Schriftliche Anweisung 1: Zieh bitte aus den Zeilen unten jede Zeile heraus, die die Zeichenfolge „horizontal“ enthält, und gib sie unverändert wieder. Groß- und Kleinschreibung ist dabei zu beachten.

Aber nicht nur das Tonträgerherstellerrecht, sondern auch weitere Rechte können beim Sampling verletzt werden. Neben dem Tonträgerhersteller hat auch der ausübende Künstler Rechte an den unter seiner Mitwirkung entstandenen Aufnahmen. Das Leistungsschutzrecht des ausübenden Künstlers ist allerdings, anders als das Tonträgerherstellerrecht, grundsätzlich daran gebunden, dass der Künstler an der Darbietung eines urheberrechtlich geschützten Werkes mitgewirkt hat. Dies ist aber in der Regel selbst bei Schlager und Pop kein Problem, da die Anforderungen an die so genannte Schöpfungshöhe nicht allzu hoch sind (Stichwort „kleine Münze“). Es kommt also nicht darauf an, ob der gesampelte Ausschnitt für sich gesehen oder der künstlerische Beitrag des Musikers urheberrechtlichen Schutz genießen. Zu beachten ist jedoch, dass auch der ausübende Künstler regelmäßig seine Rechte an seiner Darbietung auf die Plattenfirma oder den Produzenten überträgt. Dann kann er diese Rechte nicht mehr selbst verfolgen, außer er wird dazu vom neuen Rechtsinhaber zum Beispiel im Wege der so genannten Prozessstandschaft ermächtigt. Davon machte übrigens auch die Plattenfirma EMI Elektrola im geschilderten Kraftwerk-Fall Gebrauch. Dann kann bzw. muss der Künstler sich selbst um die Durchsetzung seiner Rechte bemühen. Praktische Bedeutung hat dies, insbesondere wenn zum Beispiel die Plattenfirma die Erfolgsaussichten einer Klage nicht für ausreichend günstig einschätzt, um die vermeintliche Urheberrechtsverletzung selbst zu verfolgen.

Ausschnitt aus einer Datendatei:
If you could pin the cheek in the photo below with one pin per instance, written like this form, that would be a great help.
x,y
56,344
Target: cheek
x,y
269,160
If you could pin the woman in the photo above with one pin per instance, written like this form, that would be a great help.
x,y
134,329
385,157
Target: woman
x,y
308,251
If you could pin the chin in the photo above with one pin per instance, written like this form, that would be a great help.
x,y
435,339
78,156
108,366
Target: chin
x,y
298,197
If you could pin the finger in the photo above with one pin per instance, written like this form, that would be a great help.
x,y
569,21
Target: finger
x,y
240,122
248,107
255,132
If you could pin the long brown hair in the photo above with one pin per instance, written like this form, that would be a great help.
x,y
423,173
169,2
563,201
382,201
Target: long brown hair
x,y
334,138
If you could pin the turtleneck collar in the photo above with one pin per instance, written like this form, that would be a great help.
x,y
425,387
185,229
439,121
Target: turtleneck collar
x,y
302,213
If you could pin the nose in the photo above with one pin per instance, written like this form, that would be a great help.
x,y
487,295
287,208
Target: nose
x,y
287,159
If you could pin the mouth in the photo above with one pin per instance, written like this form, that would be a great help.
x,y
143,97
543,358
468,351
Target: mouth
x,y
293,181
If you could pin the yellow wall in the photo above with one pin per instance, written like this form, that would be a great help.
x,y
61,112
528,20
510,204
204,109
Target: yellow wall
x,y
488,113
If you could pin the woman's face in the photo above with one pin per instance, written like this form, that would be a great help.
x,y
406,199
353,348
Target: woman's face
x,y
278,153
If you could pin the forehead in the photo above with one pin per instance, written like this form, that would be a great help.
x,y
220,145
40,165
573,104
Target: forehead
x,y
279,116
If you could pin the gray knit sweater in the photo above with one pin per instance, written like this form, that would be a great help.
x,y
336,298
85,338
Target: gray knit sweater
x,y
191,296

--

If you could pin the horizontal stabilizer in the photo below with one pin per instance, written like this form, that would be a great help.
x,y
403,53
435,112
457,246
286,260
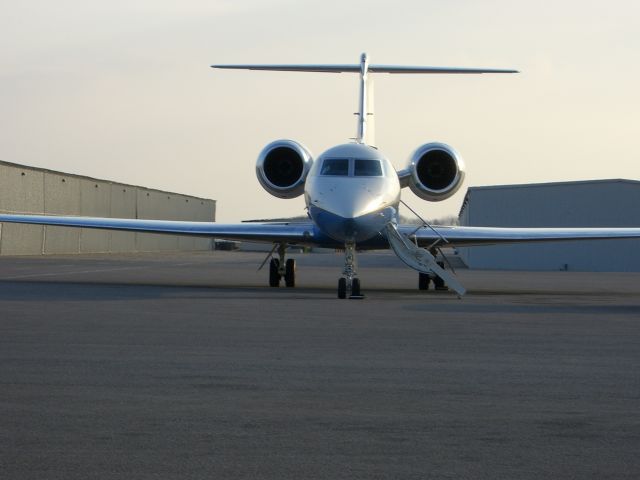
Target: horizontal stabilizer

Schriftliche Anweisung 2: Fahre mit dem Textauszug über Sampling und die Rechte ausübender Künstler fort, beginnend nach seinem letzten Satz.

Erwartete Antwort 1:
If you could pin the horizontal stabilizer in the photo below with one pin per instance, written like this form, that would be a great help.
Target: horizontal stabilizer

Erwartete Antwort 2:
Die Rechte der Komponisten

Ist ausnahmsweise auch ein urheberrechtlicher Schutz für das Sample selbst zu bejahen, weil nicht nur ein Schlagzeugrhythmus oder ein Klang gesampelt wurden, dann kann zusätzlich auch der Komponist die Verletzung seiner Rechte geltend machen. In der Praxis macht man im Fall von nicht lizenzierten Samples davon aber nur ungern Gebrauch, weil man am Anfang eines Prozesses nur schwer einschätzen kann, ob auch die Gutachter und schließlich die Richter einen selbständigen urheberrechtlichen Schutz des Samples als so genannten Werkteil bejahen werden. Da ist es sicherer und bequemer auf den Leistungsschutzrecht des Tonträgerherstellers und des ausübenden Künstlers zurückzugreifen. Sollte dies jedoch tatsächlich einmal relevant werden, etwa wenn man sich um die Freigabe eines solchen Samples bemüht, so ist vorab zu klären, ob die urheberrechtlichen Nutzungsrechte nicht ganz oder teilweise bei der GEMA liegen. Bei Verwendung eines urheberrechtlich geschützten Samples ist ferner zu beachten, dass gegebenenfalls zusätzlich die Erlaubnis eines beteiligten Musikverlages zur Benutzung des Werkteils als Sample einzuholen ist. Um Rechtsstreitigkeiten zu vermeiden, sollte diese Genehmigung auch die Verwendung des Samples in Verbindung mit einem Musikvideo der neuen Produktion beinhalten (so genanntes Filmherstellungsrecht)!

Was ist zu tun?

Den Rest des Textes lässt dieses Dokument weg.